* [TESTO SCELTO]:
VI domenica anno A 2023

“Avete inteso che fu detto agli antichi… Ma io vi dico”

“Quanto amo la tua Legge, Signore!”

“Sia che tu taccia, taci per amore. Sia che tu parli, parla per amore. Sia che tu corregga, correggi per amore. Sia che tu perdoni, perdona per amore. Sia in te la radice dell’amore, poiché da questa radice non può procedere se non il bene”.Con questa esortazione Sant’Agostino ci invita a credere nell’amore, a scommettere sull’amore e a cercare in esso la nostra salvezza. Ci esorta lui, pur convinto che soprattutto l’Antico Testamento ruota attorno all’amore per la Legge, più che all’amore per l’amore.

“Quanto amo la tua Legge, Signore!”, ripete continuamente il pio israelita, convinto della bontà assoluta del dono che Dio ha fatto al suo popolo, manifestandogli la Legge. Eppure San Paolo, pur innamorato del suo popolo e delle sue tradizioni, incontrato Cristo, non esita a dire che la Legge antica ha in sé una potenza di male: chi è perfetto non ha bisogno di essa. Anzi, egli è convinto che essa possa innescare comportamenti negativi, perché l’essere umano vede il bene, lo approva, ma si lascia tentare dalla trasgressione al precetto, al comandamento e alla Legge per fare l’opposto di quanto la Legge prescrive.

* [ISTRUZIONI]:
**A)** Nel brano sulla Legge e l'amore, a chi viene attribuita l'esortazione che apre il discorso?
**B)** Continua il brano sulla Legge e l'amore, ripartendo subito dopo l'ultima frase riportata.

* [ESTRATTO DI RIFERIMENTO]:

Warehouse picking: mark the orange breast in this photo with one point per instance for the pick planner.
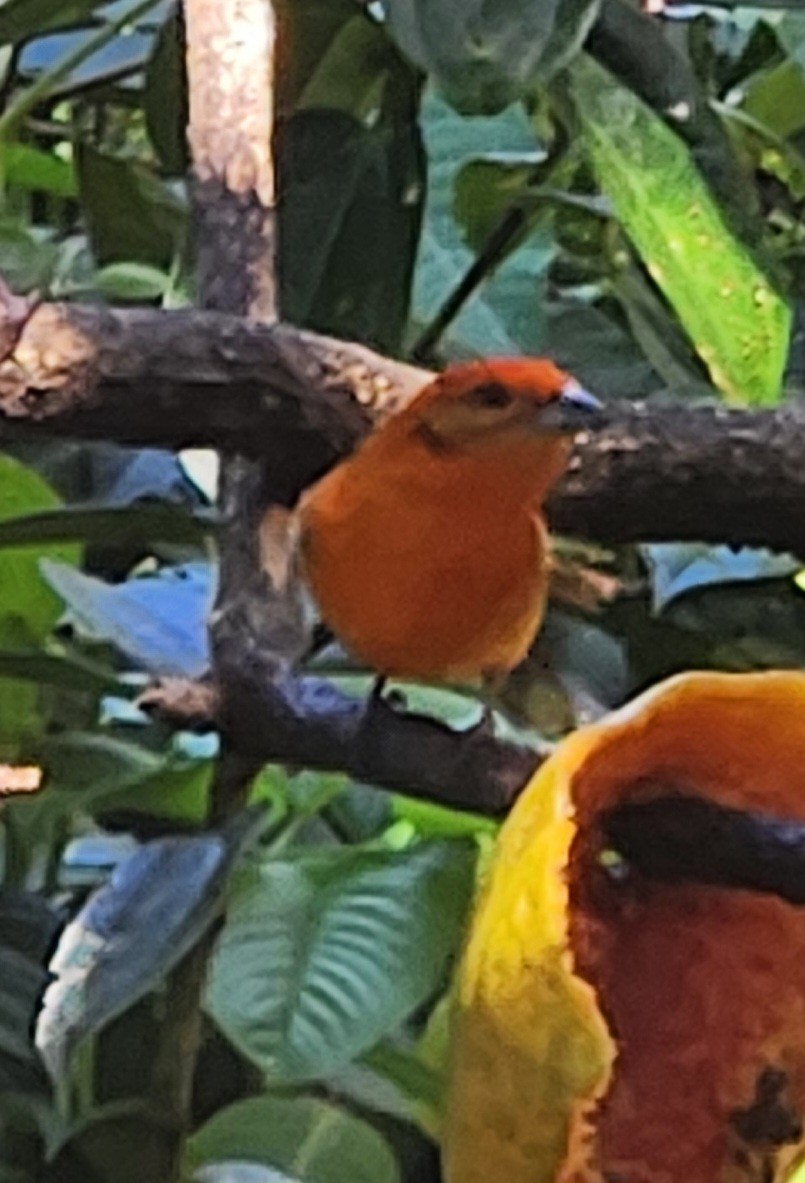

* [RISULTATI ATTESI]:
**A)** A Sant'Agostino.

**B)**
È così che l’Apostolo non esita a dichiarare che la Legge diventa una maledizione. S’insinua nelle sue membra istigandolo al peccato, così da spingerlo a gridare: “Chi mi libererà da questo corpo di morte?” (Romani 7,24). Non risponde direttamente a questa sua domanda, ma si limita a ringraziare il Signore facendo capire che, se non ci fosse Lui, egli sarebbe votato all’inferno. E loda la divina provvidenza per il dono dello Spirito Santo che libera il credente da quella Legge che è peccato e morte, mentre solo la nuova legge, Cristo, è l’unica, vera benedizione.

“Ma io vi dico”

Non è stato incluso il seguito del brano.